Text segment>
####################
The Eco Aesthete: Acts of Human Kindness in Travel

The Eco Aesthete: Acts of Human Kindness in Travel



Boutique
hotel expert Juliet Kinsman reckons being a
considerate traveller is as good for your mood as having a steamy
holiday romance. Here, the founder of Bouteco highlights the heroes and shows you how to
make the world a better place through your travels.

Sustainability doesn’t just mean solar panels. It’s about having
a positive impact – not only for the future of the planet but by
bringing a little joy to people’s lives. Being kind, basically. In
an era of metrics-obsessing and constant work-talk of ROI, in which
big corporate brands only seem to care about profit margins and
optimal operations, it warms my cockles when I hear of human
kindness in business: companies having a culture which promotes
pride and respect and being considerate to each other is worth
celebrating.

It’s hard to talk about gas-guzzling jets in a green-themed
conversation, but I recently delighted in a lovely story from
Singapore Airlines. Not the usual carbon-offsetting
press-friendly initiative, but a tale of the award-winning carrier
flying out Edinburgh-based
digital orchestra Drake Music Scotland to their mother-state for
True Colours, an Asia Pacific Festival of Artistes
with Disabilities. It’s not just boutique
eco-hotels
that have my heart a-fluttering – it gives this
jet-setter a thrill to hear about a luxury travel brand promoting
positive social initiatives – especially when it comes to the arts
and less able-bodied.

A hotel group that doesn’t chime with me particularly for its
eco creds but which has a special place in my heart is LUX*
Resorts. Persand at LUX* Grand Gaube joined their
housekeeping team in 2004 and has been a “trolley boy” for 14
years. He is meticulous at his job. He is also entirely without
hearing. As part of their project called “For One Of Us”, the hotel
partnered with an institution so that 40 team members from various
departments could learn sign language. It’s Persand’s only form of
communication and through this he feels at ease in his workplace.
Next year, those who have learned sign language will be working
towards the advanced level by 2019, with 30 more enrolling in the
beginner’s course.

Business gurus might tell you that demonstrating kindness in
commerce is sending personal notes to your customers, or surprising
them with free gifts. But that seems far from altruistic to me. I’d
rather hear about them being nice people who do nice things to make
the world a better place – not just sweeten up their consumers to
make bigger deposits in their shareholders’ coffers.
####################
Entries provided>
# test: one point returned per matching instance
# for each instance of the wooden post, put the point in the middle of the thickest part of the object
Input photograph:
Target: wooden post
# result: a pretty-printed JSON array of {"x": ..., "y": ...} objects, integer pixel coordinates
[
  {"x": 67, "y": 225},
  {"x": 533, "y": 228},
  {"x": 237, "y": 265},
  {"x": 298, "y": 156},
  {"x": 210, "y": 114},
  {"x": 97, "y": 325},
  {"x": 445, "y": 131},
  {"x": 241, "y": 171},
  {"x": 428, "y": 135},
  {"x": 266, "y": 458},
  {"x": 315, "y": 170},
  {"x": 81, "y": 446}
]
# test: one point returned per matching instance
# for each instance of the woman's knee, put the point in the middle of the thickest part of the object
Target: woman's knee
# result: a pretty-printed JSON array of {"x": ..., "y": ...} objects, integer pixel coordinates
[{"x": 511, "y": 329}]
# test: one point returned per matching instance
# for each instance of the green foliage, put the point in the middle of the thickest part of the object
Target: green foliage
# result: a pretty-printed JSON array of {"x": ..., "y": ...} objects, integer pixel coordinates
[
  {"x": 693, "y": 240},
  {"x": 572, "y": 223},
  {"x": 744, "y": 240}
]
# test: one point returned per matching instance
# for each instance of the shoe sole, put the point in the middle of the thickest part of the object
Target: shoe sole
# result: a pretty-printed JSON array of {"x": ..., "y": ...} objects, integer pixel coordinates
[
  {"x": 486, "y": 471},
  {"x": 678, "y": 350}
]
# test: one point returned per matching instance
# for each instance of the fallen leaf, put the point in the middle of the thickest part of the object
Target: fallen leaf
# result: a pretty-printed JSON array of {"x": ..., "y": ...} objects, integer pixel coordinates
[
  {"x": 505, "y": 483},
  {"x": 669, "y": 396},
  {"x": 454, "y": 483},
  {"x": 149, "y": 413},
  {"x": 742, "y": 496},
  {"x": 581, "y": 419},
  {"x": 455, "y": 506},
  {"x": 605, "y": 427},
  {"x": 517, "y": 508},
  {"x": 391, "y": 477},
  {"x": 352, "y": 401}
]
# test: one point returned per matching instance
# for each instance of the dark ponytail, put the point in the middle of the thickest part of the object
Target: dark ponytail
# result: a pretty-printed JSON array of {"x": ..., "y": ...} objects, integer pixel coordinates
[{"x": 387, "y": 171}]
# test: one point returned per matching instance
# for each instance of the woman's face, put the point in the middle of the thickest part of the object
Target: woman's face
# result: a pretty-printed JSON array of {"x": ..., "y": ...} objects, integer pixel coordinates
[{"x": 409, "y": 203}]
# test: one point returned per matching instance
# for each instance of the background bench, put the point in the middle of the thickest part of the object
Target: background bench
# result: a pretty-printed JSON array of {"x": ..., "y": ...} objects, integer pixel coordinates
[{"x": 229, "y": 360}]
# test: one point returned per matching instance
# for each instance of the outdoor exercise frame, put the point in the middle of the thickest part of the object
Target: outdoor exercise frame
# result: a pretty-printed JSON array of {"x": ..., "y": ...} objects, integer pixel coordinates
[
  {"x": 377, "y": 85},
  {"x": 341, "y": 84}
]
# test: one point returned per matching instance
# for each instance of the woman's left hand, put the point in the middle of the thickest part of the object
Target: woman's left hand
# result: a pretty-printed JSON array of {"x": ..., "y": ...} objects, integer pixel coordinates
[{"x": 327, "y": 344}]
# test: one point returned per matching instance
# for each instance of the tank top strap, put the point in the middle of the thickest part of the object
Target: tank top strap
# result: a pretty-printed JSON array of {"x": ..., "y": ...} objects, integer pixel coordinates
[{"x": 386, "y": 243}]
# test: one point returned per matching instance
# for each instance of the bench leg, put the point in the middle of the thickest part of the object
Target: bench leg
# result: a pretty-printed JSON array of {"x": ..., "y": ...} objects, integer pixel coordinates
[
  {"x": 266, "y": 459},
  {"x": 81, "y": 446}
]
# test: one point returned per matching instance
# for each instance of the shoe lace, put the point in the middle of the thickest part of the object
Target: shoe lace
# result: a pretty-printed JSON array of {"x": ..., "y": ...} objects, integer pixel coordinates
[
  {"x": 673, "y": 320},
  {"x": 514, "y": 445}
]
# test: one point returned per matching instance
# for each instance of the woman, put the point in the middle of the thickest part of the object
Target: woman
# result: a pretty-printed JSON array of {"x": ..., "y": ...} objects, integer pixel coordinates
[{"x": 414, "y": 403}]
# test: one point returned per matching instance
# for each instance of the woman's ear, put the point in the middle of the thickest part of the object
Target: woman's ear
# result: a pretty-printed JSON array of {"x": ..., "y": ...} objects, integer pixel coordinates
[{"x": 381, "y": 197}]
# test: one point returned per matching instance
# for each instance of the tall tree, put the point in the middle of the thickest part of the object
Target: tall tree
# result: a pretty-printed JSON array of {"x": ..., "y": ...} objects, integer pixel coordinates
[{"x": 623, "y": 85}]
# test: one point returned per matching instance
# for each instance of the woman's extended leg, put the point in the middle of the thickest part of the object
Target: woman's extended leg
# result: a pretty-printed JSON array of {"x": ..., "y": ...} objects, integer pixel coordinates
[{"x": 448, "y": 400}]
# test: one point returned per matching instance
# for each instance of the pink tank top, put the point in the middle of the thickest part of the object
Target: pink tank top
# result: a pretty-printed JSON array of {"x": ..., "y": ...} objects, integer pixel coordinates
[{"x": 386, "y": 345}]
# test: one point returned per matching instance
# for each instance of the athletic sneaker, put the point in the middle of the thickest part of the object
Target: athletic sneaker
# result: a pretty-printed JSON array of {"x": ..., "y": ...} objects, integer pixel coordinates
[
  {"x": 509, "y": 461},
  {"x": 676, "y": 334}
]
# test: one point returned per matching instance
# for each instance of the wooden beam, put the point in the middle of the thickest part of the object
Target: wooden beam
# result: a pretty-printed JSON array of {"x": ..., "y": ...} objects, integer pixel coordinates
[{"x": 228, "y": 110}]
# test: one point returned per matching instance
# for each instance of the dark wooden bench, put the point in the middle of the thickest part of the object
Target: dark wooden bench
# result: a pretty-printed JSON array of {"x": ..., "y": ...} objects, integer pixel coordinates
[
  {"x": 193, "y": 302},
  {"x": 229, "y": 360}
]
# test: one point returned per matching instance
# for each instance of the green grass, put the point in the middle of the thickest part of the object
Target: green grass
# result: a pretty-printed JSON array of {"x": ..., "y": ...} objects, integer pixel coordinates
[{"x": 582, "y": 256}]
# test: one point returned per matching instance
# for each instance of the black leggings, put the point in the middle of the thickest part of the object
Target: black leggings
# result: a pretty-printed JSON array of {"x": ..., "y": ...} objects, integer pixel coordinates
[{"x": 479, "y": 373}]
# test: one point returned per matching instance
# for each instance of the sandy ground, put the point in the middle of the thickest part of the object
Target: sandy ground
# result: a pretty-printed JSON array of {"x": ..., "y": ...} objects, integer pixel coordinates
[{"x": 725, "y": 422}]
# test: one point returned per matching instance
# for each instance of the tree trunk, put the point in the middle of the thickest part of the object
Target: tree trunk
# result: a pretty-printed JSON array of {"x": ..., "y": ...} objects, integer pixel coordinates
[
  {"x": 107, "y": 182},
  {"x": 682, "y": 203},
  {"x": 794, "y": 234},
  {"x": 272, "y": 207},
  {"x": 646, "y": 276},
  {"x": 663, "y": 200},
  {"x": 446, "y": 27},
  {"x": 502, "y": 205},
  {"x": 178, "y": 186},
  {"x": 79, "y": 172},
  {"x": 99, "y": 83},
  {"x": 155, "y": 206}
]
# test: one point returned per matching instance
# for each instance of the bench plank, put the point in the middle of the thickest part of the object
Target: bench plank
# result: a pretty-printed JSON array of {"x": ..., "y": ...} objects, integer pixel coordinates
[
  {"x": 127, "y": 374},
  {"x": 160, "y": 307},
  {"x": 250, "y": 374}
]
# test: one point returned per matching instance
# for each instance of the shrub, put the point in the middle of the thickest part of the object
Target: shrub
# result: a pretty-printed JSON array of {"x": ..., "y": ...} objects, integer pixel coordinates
####################
Task brief> In the travel-kindness article, how many team members learned sign language through the "For One Of Us" project? Answer from the travel-kindness article alone.

Completed exercise> Forty team members from various departments.